## Problem
Scan the records that follow, and whenever a line has the word "fabric", copy it.

━━━ Data supplied

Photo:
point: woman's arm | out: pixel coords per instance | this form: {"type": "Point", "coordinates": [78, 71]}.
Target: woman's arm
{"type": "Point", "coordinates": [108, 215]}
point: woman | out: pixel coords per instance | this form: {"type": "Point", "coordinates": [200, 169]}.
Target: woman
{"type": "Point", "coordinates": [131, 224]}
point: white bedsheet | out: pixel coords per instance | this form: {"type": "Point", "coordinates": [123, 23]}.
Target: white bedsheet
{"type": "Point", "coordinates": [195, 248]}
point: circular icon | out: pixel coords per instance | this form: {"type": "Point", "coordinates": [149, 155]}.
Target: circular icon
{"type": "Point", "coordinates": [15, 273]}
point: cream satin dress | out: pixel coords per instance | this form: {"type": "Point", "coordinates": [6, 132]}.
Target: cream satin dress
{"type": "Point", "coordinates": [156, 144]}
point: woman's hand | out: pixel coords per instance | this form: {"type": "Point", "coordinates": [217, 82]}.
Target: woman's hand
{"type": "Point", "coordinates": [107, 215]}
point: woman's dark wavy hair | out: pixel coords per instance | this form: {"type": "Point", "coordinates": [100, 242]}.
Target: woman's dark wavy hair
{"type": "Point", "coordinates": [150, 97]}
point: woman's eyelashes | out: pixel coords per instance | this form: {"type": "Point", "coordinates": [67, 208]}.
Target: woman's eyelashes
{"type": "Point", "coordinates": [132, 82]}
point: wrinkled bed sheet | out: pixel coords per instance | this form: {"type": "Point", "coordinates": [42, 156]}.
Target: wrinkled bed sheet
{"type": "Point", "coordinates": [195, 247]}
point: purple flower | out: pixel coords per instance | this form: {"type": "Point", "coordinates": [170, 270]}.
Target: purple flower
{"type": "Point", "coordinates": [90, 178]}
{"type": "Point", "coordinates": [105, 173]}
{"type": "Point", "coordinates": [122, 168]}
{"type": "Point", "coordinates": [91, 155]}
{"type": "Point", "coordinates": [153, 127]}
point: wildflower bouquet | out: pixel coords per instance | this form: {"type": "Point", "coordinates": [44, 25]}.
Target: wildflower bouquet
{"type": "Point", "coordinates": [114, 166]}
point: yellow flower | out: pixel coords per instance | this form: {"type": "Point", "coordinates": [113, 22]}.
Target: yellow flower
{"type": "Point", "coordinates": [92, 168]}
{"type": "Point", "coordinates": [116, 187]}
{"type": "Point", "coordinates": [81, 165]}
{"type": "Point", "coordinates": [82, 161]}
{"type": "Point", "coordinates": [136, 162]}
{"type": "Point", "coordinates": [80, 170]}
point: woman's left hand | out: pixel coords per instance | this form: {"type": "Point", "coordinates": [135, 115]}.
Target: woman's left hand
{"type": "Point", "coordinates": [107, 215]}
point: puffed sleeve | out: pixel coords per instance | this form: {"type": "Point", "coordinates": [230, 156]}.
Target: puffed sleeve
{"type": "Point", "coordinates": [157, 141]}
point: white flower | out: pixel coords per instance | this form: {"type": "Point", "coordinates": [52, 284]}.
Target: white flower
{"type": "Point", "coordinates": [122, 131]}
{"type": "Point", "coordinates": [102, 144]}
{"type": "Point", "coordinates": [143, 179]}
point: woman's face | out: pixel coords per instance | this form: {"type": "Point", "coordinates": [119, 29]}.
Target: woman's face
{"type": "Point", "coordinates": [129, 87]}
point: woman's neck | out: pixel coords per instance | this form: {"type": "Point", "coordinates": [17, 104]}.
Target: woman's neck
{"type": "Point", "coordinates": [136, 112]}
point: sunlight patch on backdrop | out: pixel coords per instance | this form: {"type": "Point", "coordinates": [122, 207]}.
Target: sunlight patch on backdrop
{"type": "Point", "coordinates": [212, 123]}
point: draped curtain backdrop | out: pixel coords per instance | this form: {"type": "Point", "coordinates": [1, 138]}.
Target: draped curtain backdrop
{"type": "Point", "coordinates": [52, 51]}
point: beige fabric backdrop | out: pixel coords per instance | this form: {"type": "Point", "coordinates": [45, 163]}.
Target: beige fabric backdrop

━━━━━━

## Result of the task
point: beige fabric backdrop | out: pixel coords per instance | this form: {"type": "Point", "coordinates": [45, 163]}.
Target: beige fabric backdrop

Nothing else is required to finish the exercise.